Point labeling data from photos =
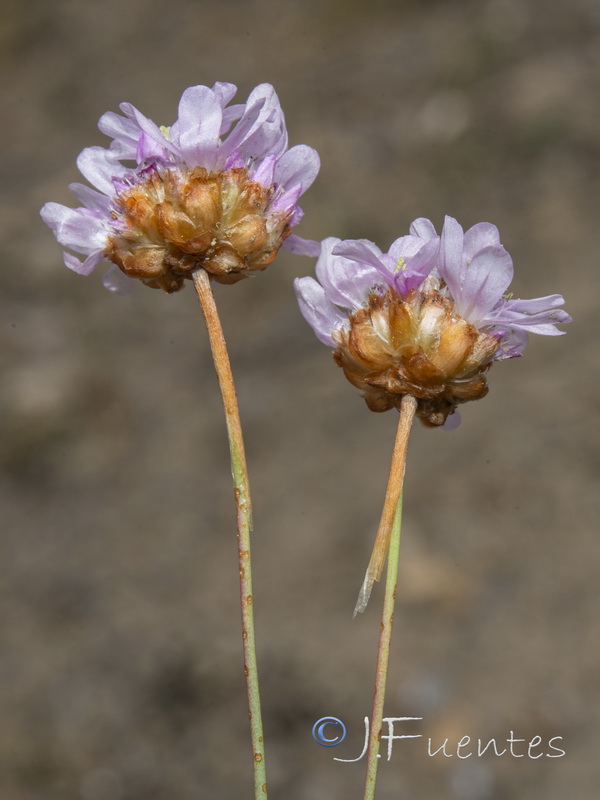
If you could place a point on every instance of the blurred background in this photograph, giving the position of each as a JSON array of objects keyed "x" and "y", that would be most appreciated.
[{"x": 120, "y": 664}]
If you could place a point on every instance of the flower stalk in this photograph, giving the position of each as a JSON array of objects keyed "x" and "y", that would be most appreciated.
[
  {"x": 388, "y": 539},
  {"x": 244, "y": 521}
]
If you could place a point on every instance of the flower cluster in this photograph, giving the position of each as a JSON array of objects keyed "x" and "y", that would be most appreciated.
[
  {"x": 427, "y": 318},
  {"x": 217, "y": 190}
]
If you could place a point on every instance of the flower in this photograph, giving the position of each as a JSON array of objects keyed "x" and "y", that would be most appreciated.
[
  {"x": 217, "y": 190},
  {"x": 428, "y": 318}
]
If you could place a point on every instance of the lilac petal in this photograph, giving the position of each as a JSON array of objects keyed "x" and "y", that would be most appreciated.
[
  {"x": 245, "y": 127},
  {"x": 347, "y": 283},
  {"x": 511, "y": 344},
  {"x": 148, "y": 127},
  {"x": 234, "y": 161},
  {"x": 224, "y": 92},
  {"x": 285, "y": 202},
  {"x": 484, "y": 234},
  {"x": 231, "y": 114},
  {"x": 91, "y": 198},
  {"x": 77, "y": 229},
  {"x": 269, "y": 135},
  {"x": 423, "y": 228},
  {"x": 99, "y": 167},
  {"x": 85, "y": 267},
  {"x": 317, "y": 310},
  {"x": 302, "y": 247},
  {"x": 147, "y": 149},
  {"x": 452, "y": 421},
  {"x": 451, "y": 256},
  {"x": 405, "y": 247},
  {"x": 116, "y": 281},
  {"x": 263, "y": 173},
  {"x": 196, "y": 132},
  {"x": 543, "y": 323},
  {"x": 299, "y": 165},
  {"x": 536, "y": 304},
  {"x": 417, "y": 268},
  {"x": 365, "y": 252},
  {"x": 297, "y": 216},
  {"x": 487, "y": 277},
  {"x": 124, "y": 132}
]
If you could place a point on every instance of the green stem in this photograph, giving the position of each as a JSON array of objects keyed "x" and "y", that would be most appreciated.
[
  {"x": 407, "y": 412},
  {"x": 244, "y": 521}
]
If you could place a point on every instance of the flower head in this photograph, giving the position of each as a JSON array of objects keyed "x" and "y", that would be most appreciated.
[
  {"x": 217, "y": 190},
  {"x": 427, "y": 319}
]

SHORT PROBLEM = Arrange the lines from the one containing "of the lilac" up to and including the last line of the rows as a JSON list of strings, one per line, leaving out blank lines.

OUTPUT FOR THIS EXERCISE =
[
  "If you could place a point on every instance of the lilac petal in this photograph, giving the position of each as a JSON array of objects keyed \"x\" and \"y\", that would be most appreciated.",
  "[",
  "  {\"x\": 245, \"y\": 127},",
  "  {\"x\": 347, \"y\": 283},",
  "  {\"x\": 511, \"y\": 344},",
  "  {\"x\": 148, \"y\": 127},",
  "  {\"x\": 234, \"y\": 161},",
  "  {\"x\": 224, \"y\": 92},",
  "  {\"x\": 285, \"y\": 202},",
  "  {\"x\": 484, \"y\": 234},",
  "  {\"x\": 231, \"y\": 114},",
  "  {\"x\": 91, \"y\": 198},",
  "  {\"x\": 77, \"y\": 229},",
  "  {\"x\": 269, \"y\": 135},",
  "  {\"x\": 423, \"y\": 228},",
  "  {\"x\": 99, \"y\": 167},",
  "  {\"x\": 85, \"y\": 267},",
  "  {\"x\": 317, \"y\": 310},",
  "  {\"x\": 302, \"y\": 247},",
  "  {\"x\": 147, \"y\": 149},",
  "  {\"x\": 452, \"y\": 421},",
  "  {\"x\": 451, \"y\": 256},",
  "  {\"x\": 405, \"y\": 247},",
  "  {\"x\": 116, \"y\": 281},",
  "  {\"x\": 263, \"y\": 173},",
  "  {\"x\": 196, \"y\": 132},",
  "  {\"x\": 543, \"y\": 323},",
  "  {\"x\": 299, \"y\": 165},",
  "  {\"x\": 536, \"y\": 304},",
  "  {\"x\": 417, \"y\": 268},",
  "  {\"x\": 365, \"y\": 252},",
  "  {\"x\": 297, \"y\": 216},",
  "  {\"x\": 487, \"y\": 277},",
  "  {\"x\": 124, \"y\": 132}",
  "]",
  "If you could place a point on every instance of the green stem in this photograph, giving the position of each as a JSON array of objects keyed \"x\" and \"y\", that would be most appreciated.",
  "[",
  "  {\"x\": 407, \"y\": 412},",
  "  {\"x\": 244, \"y\": 521}",
  "]",
  "If you could place a point on every instance of the flower head in this photograph, giving the position of each as a JSON array of objects keyed \"x\" and \"y\", that would be most appreciated.",
  "[",
  "  {\"x\": 217, \"y\": 190},",
  "  {\"x\": 427, \"y\": 319}",
  "]"
]